REQUIRED WORK:
a) In the forum comment on air-fuel mixtures, what theoretical air requirement in kg/kg does it list for ethanol?
b) Quote the part of the forum comment on air-fuel mixtures that opens with the words containing "(Those regular and" and closes with "the big picture.)".

READING PASSAGE:
Start of Block

By Mint on 9/28/2013 2:47:00 PM , Rating: 2
That why I said, "unless your engine is running really rich for no reason". 12:1 is rich.

RE: Doesn't Make Sense.
By splenet on 9/28/2013 5:53:54 PM , Rating: 2
You see, I'm not sure that you have understood the word rich. The border between rich and weak is stoichiometric, and, excepting faults, petrol engines will be running at stoichiometric for a lot of the time (there are conditions like deccel fuel cut-off where this doesn't apply, but that isn't relevant to the point, here).

But stoichiometric isn't a constant ratio, as it depends on the nature of the fuel. In particular, the amount of oxygen in the fuel makes a big difference to the amount of external oxygen you need for complete combustion.

As you are trying to completely burn the fuel, you might re-act 'Well d'oh' to this information that having oxygen inherent in the fuel reduces the need for oxygen from another source, but it is a big factor).

So, the theoretical air requirements, in kg/kg units (basically mass per mass in any consistent mass units) are:
'Regular Gas' 14.8
Premium Gas 14.7
Ethanol 9
Methanol 6.4

(Those regular and premium numbers are for pre-alcohol mandate fuels, although there is probably a little alcohol in that 'premium' fuel. And none of these numbers are exact - the alcohols tend not to be pure, depending on production method, and the 'Gas' numbers are for blends, but none of this makes a difference to the big picture.)

Now, given that 'rich' are 'weak' are relative to that number (or, more exactly, the number for the mixture of hydrocarbons that you are using, which won't be just one hydrocarbon) you can't just say that 12:1 is rich: it would be for fuel without any alcohol, but put a substantial percentage of alcohol (and I do mean substantial) in it, and suddenly it is weak.

End of Block

EXTRACTED DATA:

Start of Block

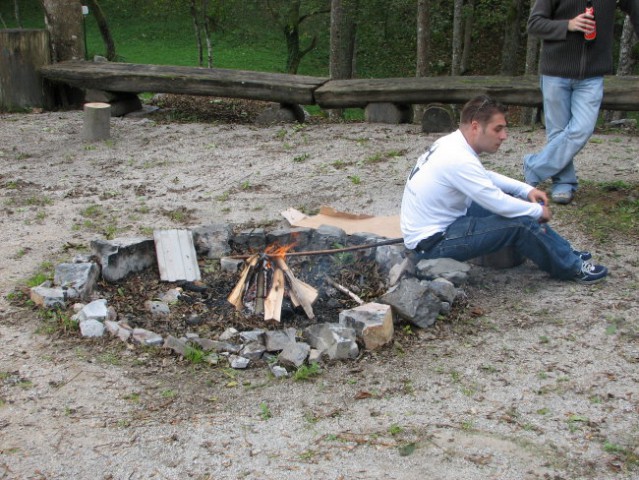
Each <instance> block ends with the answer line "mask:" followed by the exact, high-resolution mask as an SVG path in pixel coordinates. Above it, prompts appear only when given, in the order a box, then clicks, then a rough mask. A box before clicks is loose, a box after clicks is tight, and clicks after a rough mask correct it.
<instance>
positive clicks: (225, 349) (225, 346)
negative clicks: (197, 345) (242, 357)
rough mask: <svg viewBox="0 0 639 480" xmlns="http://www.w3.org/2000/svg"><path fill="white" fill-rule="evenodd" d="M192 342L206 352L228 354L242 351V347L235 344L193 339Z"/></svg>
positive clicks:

End of Block
Start of Block

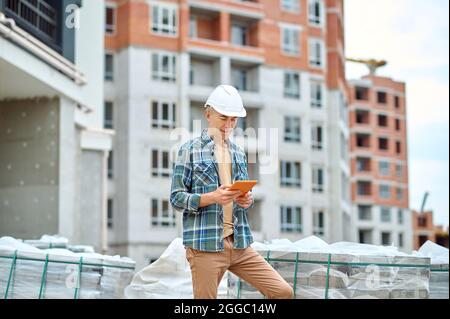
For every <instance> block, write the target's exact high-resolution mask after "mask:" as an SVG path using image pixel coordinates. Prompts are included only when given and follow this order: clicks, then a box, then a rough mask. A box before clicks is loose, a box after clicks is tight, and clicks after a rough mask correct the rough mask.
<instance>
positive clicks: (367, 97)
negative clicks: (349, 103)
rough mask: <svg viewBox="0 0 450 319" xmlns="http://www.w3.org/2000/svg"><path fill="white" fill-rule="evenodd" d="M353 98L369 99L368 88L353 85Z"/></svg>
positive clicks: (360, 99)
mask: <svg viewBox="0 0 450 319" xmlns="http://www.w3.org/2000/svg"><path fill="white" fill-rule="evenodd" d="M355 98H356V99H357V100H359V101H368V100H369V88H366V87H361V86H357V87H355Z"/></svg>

End of Block

ANSWERS TO EACH TASK:
a) 9

b)
(Those regular and premium numbers are for pre-alcohol mandate fuels, although there is probably a little alcohol in that 'premium' fuel. And none of these numbers are exact - the alcohols tend not to be pure, depending on production method, and the 'Gas' numbers are for blends, but none of this makes a difference to the big picture.)